- _SUPPLIED INFORMATION_
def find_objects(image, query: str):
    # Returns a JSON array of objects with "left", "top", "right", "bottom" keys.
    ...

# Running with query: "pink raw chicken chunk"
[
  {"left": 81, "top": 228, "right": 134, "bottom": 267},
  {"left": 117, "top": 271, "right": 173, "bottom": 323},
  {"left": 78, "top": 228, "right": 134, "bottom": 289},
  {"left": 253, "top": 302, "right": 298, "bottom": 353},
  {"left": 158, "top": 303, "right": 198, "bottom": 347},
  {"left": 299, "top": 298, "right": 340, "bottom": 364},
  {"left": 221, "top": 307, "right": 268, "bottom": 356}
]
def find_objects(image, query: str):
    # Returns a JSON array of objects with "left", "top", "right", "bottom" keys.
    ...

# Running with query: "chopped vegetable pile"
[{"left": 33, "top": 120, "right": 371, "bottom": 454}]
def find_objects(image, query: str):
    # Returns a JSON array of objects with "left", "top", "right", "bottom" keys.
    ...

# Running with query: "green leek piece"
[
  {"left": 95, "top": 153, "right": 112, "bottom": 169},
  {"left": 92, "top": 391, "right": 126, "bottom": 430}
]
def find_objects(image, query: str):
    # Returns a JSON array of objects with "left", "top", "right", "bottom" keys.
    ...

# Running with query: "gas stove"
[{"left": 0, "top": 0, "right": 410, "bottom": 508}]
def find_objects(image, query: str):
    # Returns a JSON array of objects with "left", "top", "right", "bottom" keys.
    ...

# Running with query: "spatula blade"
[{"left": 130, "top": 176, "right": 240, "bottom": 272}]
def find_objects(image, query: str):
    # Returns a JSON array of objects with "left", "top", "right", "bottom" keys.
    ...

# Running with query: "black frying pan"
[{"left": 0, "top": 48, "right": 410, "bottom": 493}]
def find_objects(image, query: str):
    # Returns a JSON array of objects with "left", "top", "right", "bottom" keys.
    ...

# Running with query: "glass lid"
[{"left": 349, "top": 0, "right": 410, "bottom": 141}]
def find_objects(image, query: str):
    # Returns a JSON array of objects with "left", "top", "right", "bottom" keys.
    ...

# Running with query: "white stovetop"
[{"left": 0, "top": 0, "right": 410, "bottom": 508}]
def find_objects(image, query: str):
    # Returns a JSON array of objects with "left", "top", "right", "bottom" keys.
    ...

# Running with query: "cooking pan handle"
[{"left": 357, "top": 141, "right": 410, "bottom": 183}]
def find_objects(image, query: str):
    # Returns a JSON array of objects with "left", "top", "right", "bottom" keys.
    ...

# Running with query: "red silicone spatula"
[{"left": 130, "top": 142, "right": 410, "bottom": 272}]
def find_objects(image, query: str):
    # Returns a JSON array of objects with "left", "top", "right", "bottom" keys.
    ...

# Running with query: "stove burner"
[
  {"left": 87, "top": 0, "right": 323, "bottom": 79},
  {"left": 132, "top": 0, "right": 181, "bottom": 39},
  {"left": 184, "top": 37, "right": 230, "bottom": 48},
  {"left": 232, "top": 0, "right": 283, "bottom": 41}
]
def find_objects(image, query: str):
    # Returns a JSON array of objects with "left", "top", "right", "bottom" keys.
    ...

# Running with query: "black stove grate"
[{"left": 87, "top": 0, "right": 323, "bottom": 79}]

---

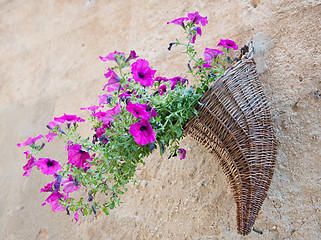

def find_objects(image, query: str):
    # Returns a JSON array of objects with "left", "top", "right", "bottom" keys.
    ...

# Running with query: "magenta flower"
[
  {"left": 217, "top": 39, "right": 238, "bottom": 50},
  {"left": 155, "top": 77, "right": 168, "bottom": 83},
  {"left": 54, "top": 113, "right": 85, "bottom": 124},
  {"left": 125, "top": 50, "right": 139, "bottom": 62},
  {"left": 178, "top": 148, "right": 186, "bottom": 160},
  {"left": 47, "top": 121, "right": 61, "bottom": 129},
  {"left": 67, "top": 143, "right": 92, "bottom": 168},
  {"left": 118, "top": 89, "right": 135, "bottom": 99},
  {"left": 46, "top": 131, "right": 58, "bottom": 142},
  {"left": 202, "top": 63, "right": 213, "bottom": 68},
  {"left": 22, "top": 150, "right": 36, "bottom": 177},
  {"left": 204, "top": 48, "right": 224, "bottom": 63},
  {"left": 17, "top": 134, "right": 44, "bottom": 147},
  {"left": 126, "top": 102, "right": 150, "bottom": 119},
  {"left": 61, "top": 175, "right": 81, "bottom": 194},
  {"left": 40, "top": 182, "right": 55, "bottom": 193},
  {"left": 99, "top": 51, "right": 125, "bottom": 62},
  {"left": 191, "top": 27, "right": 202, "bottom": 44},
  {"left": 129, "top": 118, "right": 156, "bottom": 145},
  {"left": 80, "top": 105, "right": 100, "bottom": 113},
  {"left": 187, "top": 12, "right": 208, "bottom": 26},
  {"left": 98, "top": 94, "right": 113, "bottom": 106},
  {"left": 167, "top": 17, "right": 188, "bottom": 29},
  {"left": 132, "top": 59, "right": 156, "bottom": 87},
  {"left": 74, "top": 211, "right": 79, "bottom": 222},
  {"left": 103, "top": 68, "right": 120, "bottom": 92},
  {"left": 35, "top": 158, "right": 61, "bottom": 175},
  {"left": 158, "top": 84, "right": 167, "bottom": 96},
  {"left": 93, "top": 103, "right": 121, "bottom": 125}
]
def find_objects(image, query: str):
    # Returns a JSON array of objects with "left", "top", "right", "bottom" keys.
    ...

==

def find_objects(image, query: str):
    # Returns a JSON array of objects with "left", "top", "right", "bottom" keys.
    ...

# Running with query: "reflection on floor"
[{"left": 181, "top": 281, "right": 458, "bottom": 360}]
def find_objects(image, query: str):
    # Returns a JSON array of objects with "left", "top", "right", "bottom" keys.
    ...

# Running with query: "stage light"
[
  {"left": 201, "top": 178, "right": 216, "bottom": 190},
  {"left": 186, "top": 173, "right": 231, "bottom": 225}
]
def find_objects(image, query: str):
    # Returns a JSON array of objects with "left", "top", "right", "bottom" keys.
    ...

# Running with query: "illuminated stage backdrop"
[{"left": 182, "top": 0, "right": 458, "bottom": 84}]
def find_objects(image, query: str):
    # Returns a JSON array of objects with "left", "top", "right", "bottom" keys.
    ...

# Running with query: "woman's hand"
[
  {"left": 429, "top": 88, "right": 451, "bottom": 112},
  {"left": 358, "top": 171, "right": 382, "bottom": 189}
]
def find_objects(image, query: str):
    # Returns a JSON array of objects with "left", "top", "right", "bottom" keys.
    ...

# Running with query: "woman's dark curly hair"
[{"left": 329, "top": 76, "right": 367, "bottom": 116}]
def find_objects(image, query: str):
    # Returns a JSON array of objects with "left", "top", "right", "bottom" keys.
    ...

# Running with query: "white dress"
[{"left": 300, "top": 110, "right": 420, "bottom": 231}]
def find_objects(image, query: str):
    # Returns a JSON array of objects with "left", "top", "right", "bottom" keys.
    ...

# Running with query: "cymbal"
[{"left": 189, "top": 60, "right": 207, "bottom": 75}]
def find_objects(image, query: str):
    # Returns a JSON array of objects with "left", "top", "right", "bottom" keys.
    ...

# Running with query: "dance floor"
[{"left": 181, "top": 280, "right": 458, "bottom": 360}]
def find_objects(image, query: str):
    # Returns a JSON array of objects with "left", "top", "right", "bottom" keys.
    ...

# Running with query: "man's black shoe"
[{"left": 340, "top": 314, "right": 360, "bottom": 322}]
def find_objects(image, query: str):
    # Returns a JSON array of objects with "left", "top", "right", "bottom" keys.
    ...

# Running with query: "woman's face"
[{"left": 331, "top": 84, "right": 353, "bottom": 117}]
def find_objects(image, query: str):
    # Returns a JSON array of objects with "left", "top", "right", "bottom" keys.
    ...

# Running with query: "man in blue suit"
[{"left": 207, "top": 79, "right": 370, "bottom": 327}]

- _EXERCISE_
Collect every line above that contains the word "black" and copy each one in full.

- _WRITTEN SOLUTION_
# Running with query: "black frying pan"
# Running with query: "black stove grate"
# Running with query: "man's black shoe"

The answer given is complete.